Could you rewrite every line from the start of the records up to and including the line with "(580, 1222)", requests and all, and rescale each point coordinate by 0.95, rounding to whole numbers with halves going up?

#### [Point placement records]
########
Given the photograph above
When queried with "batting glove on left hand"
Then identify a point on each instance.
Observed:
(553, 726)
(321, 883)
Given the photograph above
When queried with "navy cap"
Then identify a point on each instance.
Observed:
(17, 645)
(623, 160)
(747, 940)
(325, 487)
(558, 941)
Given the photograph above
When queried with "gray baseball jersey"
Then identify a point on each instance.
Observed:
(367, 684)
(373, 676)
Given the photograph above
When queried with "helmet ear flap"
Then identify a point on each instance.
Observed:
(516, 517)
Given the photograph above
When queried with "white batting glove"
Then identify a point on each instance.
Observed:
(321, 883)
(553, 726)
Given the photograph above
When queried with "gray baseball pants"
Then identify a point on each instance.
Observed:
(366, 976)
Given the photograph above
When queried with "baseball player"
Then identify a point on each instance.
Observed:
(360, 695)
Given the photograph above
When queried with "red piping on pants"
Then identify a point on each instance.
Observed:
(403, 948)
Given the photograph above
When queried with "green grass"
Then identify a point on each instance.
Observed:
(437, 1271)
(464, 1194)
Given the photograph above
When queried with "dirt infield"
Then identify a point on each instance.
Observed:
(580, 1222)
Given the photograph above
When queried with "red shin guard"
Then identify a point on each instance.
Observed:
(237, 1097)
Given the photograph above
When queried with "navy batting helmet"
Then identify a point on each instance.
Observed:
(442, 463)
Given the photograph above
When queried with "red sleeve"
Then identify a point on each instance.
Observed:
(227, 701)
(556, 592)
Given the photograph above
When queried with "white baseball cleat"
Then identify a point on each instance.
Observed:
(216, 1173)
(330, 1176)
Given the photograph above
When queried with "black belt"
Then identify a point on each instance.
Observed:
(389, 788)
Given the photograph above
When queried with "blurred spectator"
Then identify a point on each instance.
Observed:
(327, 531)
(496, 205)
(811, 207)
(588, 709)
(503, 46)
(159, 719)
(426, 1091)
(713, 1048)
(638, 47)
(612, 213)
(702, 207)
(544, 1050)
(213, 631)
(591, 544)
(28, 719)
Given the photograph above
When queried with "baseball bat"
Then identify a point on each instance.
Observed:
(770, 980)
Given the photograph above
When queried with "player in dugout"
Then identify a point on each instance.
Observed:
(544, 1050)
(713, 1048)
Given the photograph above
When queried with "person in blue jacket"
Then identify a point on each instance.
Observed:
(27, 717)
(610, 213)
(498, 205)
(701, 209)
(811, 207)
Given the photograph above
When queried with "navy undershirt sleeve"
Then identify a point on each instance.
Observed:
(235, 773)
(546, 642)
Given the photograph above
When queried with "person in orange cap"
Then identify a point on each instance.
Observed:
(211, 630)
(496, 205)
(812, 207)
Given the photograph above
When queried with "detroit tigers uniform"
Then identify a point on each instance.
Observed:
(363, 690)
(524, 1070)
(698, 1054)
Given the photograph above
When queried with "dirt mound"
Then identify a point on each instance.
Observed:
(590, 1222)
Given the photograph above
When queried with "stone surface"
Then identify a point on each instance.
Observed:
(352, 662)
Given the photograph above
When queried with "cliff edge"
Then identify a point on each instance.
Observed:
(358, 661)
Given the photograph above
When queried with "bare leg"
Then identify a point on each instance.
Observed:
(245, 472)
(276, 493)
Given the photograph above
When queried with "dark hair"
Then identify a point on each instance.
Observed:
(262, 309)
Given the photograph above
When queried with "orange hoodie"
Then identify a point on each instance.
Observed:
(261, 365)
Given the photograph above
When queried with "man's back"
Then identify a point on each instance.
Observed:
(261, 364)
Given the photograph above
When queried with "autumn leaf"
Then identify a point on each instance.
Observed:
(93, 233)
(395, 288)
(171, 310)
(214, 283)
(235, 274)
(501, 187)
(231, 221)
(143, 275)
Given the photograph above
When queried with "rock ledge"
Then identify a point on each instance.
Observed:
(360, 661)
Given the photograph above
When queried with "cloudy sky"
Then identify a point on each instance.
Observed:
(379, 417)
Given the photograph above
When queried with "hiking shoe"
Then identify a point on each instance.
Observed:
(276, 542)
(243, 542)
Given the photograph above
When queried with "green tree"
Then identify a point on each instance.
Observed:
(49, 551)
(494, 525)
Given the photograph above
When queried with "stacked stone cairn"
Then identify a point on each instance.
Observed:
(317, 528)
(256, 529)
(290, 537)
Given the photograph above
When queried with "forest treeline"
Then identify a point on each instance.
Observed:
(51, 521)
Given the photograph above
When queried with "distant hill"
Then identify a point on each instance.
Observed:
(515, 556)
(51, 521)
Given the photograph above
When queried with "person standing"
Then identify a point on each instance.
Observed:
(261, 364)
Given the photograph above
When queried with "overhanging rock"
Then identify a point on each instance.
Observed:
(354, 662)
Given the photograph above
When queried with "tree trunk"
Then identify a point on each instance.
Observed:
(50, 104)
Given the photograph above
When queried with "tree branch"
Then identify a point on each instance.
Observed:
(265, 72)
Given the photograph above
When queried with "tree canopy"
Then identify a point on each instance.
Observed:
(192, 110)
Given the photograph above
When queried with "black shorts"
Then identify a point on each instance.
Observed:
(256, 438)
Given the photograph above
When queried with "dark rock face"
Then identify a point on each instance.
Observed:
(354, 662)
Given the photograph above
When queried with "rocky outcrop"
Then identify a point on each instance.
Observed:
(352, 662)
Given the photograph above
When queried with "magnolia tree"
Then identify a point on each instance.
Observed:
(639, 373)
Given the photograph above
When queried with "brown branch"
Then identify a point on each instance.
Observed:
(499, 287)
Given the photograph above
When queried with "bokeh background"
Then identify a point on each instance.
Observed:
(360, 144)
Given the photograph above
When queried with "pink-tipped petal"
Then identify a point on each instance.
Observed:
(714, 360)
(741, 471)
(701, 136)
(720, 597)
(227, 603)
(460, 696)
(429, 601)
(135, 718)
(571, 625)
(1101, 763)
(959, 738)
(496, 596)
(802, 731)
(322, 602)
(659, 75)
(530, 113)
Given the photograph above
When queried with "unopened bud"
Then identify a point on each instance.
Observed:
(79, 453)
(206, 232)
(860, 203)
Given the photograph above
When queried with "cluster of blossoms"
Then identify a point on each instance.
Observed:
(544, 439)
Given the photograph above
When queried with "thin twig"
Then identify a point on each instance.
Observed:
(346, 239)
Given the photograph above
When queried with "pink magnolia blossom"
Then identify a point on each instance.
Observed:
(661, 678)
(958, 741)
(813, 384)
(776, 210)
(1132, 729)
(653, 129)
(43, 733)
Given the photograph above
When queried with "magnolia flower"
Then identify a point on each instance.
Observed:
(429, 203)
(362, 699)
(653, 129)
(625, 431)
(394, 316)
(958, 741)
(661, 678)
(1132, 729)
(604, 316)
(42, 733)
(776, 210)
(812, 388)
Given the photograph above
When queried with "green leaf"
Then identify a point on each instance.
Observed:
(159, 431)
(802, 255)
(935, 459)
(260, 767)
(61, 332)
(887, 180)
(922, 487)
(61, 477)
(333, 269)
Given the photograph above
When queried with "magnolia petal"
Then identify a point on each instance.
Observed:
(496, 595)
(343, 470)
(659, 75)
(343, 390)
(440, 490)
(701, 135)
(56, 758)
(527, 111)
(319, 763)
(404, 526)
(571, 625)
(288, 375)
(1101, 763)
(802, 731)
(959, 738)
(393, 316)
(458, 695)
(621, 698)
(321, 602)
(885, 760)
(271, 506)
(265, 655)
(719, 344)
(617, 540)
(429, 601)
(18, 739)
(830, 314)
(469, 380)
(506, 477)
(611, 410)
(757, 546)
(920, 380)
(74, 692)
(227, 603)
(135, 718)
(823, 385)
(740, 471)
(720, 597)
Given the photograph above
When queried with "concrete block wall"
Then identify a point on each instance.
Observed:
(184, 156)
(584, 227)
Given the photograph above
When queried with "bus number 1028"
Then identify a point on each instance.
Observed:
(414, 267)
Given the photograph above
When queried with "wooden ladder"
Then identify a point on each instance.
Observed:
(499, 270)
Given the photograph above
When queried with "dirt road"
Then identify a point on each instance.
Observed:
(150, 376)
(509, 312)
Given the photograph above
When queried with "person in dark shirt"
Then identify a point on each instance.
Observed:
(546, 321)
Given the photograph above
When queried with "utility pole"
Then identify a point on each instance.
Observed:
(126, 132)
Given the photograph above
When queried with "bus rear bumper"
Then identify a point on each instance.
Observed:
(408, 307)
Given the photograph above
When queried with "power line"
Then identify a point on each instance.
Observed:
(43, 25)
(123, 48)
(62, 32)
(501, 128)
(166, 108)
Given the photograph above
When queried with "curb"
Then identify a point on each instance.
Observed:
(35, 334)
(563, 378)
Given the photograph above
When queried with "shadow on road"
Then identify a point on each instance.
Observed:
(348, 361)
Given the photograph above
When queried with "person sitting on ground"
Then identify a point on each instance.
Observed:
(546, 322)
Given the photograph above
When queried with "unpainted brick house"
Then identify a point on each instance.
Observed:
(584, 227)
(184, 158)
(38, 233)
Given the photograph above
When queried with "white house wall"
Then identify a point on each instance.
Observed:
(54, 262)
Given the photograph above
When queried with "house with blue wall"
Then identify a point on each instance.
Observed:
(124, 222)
########
#### [Written solution]
Given the photograph above
When queried with "batting glove on left hand"
Then identify a point on each instance.
Observed:
(525, 690)
(305, 839)
Given the photograph above
When queried with "navy cap"
Then identify a point on each instance.
Observed:
(16, 613)
(592, 152)
(710, 893)
(309, 463)
(530, 894)
Given the photograph above
When queried with "gray baseball jersey"
Then identify a point on each instance.
Observed:
(349, 650)
(354, 642)
Given the photograph above
When queried with "helmet ear flap"
Then identify a point on each instance.
Observed:
(490, 491)
Given the photograph above
When queried with "white batting glove"
Then identify a point on each instance.
Observed:
(305, 839)
(525, 690)
Given the photograph above
When queried with "gray baseball pants"
Then identify a point on each instance.
Observed:
(348, 927)
Given the photograph above
When queried with "baseball player"
Then identify a point on each instance.
Observed:
(342, 660)
Given the photograph above
When queried with "red piping on pants"
Then identify a point on each instance.
Observed:
(383, 901)
Given the photograph above
When queried with "green grass"
Then identify a point on each instance.
Observed:
(415, 1207)
(441, 1134)
Given the photograph above
When queried with "dirt infield"
Then identify a point on each instance.
Observed:
(551, 1161)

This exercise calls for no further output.